__What you are asked to do__:
Retype the entries below word for word, leaving out every picture.

__Data extract__:
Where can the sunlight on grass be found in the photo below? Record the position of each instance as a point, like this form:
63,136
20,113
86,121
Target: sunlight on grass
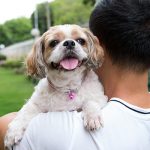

__Reply to the task__:
Where can the sunlight on grass be found in the photo below? Record the position of each instance as a point, like this form:
63,136
20,113
86,121
Target: sunlight on grass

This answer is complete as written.